■ **Provided data**
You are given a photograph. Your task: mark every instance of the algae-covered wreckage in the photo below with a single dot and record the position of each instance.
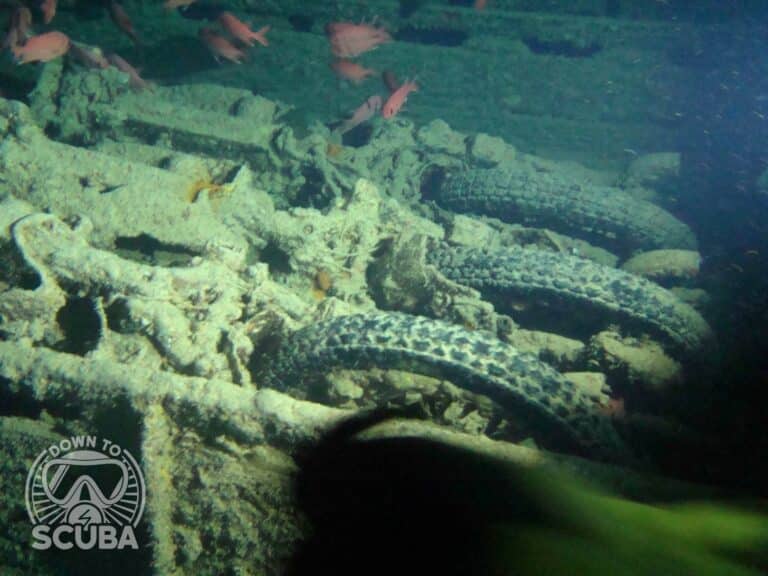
(214, 287)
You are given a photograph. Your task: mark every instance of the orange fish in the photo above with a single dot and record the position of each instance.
(41, 48)
(48, 8)
(220, 46)
(241, 31)
(351, 71)
(136, 82)
(363, 113)
(173, 4)
(397, 99)
(349, 40)
(122, 20)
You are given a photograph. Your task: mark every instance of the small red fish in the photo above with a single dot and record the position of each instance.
(220, 46)
(398, 98)
(48, 8)
(41, 48)
(349, 40)
(122, 20)
(362, 114)
(135, 81)
(241, 31)
(351, 71)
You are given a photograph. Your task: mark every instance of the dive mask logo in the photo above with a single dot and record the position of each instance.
(85, 493)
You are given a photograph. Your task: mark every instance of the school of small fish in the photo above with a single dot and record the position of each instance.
(229, 41)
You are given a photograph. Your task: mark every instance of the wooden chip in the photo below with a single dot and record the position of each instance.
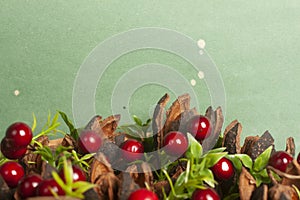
(261, 193)
(290, 146)
(254, 146)
(180, 105)
(105, 128)
(32, 161)
(128, 185)
(247, 184)
(232, 136)
(216, 118)
(158, 121)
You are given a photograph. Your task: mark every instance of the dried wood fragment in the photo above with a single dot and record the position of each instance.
(216, 119)
(158, 121)
(232, 136)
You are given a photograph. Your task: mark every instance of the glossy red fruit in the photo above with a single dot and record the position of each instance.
(280, 160)
(223, 169)
(20, 133)
(45, 187)
(199, 126)
(11, 152)
(142, 194)
(78, 174)
(12, 172)
(175, 143)
(206, 194)
(89, 141)
(28, 185)
(132, 150)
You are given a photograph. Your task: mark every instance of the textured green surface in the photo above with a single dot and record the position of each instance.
(255, 45)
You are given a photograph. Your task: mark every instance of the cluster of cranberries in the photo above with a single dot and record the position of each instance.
(18, 136)
(33, 185)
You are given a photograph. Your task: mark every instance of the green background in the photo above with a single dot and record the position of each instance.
(255, 45)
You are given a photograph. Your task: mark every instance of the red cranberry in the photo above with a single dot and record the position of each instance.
(132, 150)
(11, 152)
(78, 174)
(280, 160)
(206, 194)
(28, 185)
(89, 141)
(45, 187)
(199, 126)
(223, 169)
(142, 194)
(12, 172)
(175, 143)
(20, 133)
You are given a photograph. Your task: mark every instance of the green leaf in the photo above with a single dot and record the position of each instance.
(195, 148)
(33, 127)
(262, 160)
(137, 120)
(246, 160)
(73, 130)
(133, 130)
(236, 162)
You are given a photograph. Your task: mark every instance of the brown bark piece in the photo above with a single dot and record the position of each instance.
(232, 136)
(32, 161)
(247, 184)
(180, 105)
(255, 145)
(128, 185)
(290, 146)
(158, 121)
(248, 143)
(106, 127)
(282, 192)
(261, 193)
(216, 118)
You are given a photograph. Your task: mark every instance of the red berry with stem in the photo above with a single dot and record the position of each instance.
(11, 152)
(142, 194)
(280, 160)
(223, 169)
(20, 133)
(28, 185)
(12, 172)
(46, 186)
(199, 126)
(89, 141)
(132, 150)
(78, 174)
(175, 143)
(205, 194)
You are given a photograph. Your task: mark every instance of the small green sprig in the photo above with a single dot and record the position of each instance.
(197, 173)
(257, 168)
(72, 189)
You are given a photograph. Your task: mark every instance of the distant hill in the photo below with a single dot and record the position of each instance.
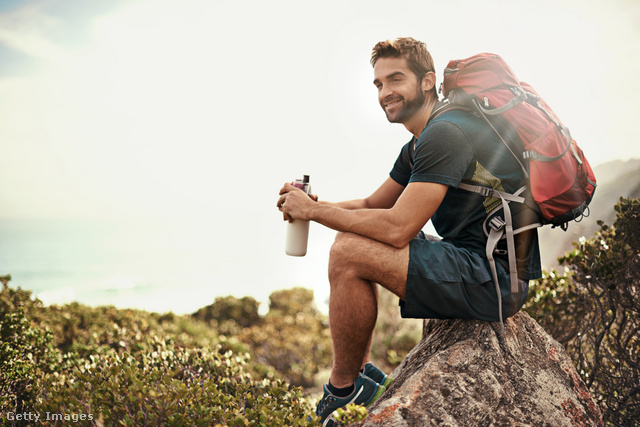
(615, 179)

■ **Your objective**
Leaving out the pictures, repeat the data above exactly.

■ **Answer section**
You are given a photograph. Your task: mark every instance of the algae-covered wreckage in the photo below with a single dot and record the position of each instance.
(214, 287)
You are given a photograph. Your task: mark every instance of the orange fish in the photo above with a single dot and record the position of each instance.
(41, 48)
(48, 8)
(220, 46)
(241, 31)
(351, 71)
(136, 82)
(363, 113)
(173, 4)
(397, 99)
(349, 40)
(122, 20)
You are given a photograph. Your task: mark every instance of the small red fish in the photo above with a single dot and record the position of each instance.
(220, 46)
(398, 98)
(48, 8)
(41, 48)
(349, 40)
(122, 20)
(362, 114)
(135, 81)
(241, 31)
(351, 71)
You are given a photograph. Your task: mark every instance of the dive mask logo in the photo above with a single dot and record the position of each instance.
(85, 493)
You are given a photograph. Your task: mark every instance of the school of small fish in the photo above with a single dot and record the position of each instance.
(229, 41)
You are given a photograph. Your task: mark every instance of the wooden chip in the photo below with a single dot and record the position of each instance.
(261, 193)
(290, 146)
(254, 146)
(180, 105)
(105, 128)
(32, 161)
(128, 185)
(247, 184)
(232, 136)
(216, 118)
(158, 121)
You are given a photograph. Your task: mark every instance of the dried wood fragment in the photo above with a single dot and record the position of each instance.
(216, 119)
(158, 121)
(232, 136)
You are given a photograph. Your task: mark every instance of the glossy red fruit in the photo above with a single dot and record the position of each instance.
(280, 160)
(223, 169)
(20, 133)
(45, 187)
(199, 126)
(11, 152)
(142, 194)
(78, 174)
(12, 172)
(175, 143)
(206, 194)
(89, 141)
(28, 185)
(132, 150)
You are given a photograph. Your task: mark every instance of the textured green surface in the photo above with a single dot and record the position of each instance.
(255, 45)
You are given a photograph. Your task: mark every instance of the cluster of cranberries in the photo above with a single dot and record the position of each instance.
(18, 136)
(33, 185)
You are given a photograph. Your task: mark every instance of the green background in the photo above with a single dot and record the position of each instance.
(255, 45)
You are given a photograph. Your task: mark every instance of the red cranberry in the photo above with a single dot and record the position of each instance.
(132, 150)
(11, 152)
(78, 174)
(280, 160)
(206, 194)
(28, 185)
(89, 141)
(45, 187)
(199, 126)
(223, 169)
(142, 194)
(12, 172)
(175, 143)
(20, 133)
You are given a photograph. Your task: mark every instance of the green leaf in the photo above with a single dot and record the position of each instance.
(195, 148)
(33, 127)
(262, 160)
(137, 120)
(246, 160)
(73, 130)
(133, 130)
(236, 162)
You are given a photograph. Your task: mark every instance of the brown bark piece in the photo above with a single dot and record the position of each instance.
(232, 136)
(32, 161)
(247, 184)
(180, 105)
(255, 145)
(128, 185)
(290, 146)
(158, 121)
(248, 143)
(106, 127)
(282, 192)
(261, 193)
(216, 118)
You are given a photograph. Your task: mark every instance of the red berry with stem in the photo above with a single dot and record the position of each instance.
(11, 152)
(142, 194)
(280, 160)
(223, 169)
(20, 133)
(28, 185)
(12, 172)
(46, 186)
(199, 126)
(89, 141)
(132, 150)
(78, 174)
(175, 143)
(205, 194)
You are given a photograph. Your task: mark every instance of the small green sprig in the photo above with a single dot and record the position of each instance.
(197, 173)
(257, 168)
(72, 189)
You are given a photograph. Your task: mark every instance of the distant hill in the photo below with a single dot and record the position of each instance.
(615, 179)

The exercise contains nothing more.